[Segmentation data]

************

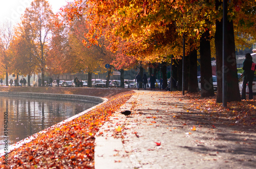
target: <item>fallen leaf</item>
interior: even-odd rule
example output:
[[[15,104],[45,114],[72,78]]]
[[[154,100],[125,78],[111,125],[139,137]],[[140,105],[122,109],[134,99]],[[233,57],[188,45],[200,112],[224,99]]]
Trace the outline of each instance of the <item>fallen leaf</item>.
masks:
[[[192,131],[196,131],[197,129],[196,128],[196,127],[195,126],[193,126],[193,128],[191,129]]]
[[[157,146],[161,146],[161,142],[158,143],[158,142],[155,142],[155,143],[157,145]]]
[[[118,127],[116,128],[115,129],[115,131],[116,132],[120,132],[121,131],[122,131],[122,128],[121,127],[120,127],[120,126],[118,126]]]

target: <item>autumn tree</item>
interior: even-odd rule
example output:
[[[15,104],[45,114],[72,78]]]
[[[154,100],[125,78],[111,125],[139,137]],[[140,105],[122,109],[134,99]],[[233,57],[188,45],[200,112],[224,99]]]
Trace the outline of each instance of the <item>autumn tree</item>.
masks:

************

Copy character for character the lines running from the line that contains "target: <item>autumn tree</item>" through the final line of the rows.

Task output:
target: <item>autumn tree</item>
interior: even-odd rule
example output:
[[[15,104],[45,114],[72,78]]]
[[[154,100],[125,78],[111,125],[139,137]],[[140,105],[122,109],[134,99]],[[233,57],[188,45],[200,112],[224,99]]]
Trace the outline of each instance of the <item>autumn tree</item>.
masks:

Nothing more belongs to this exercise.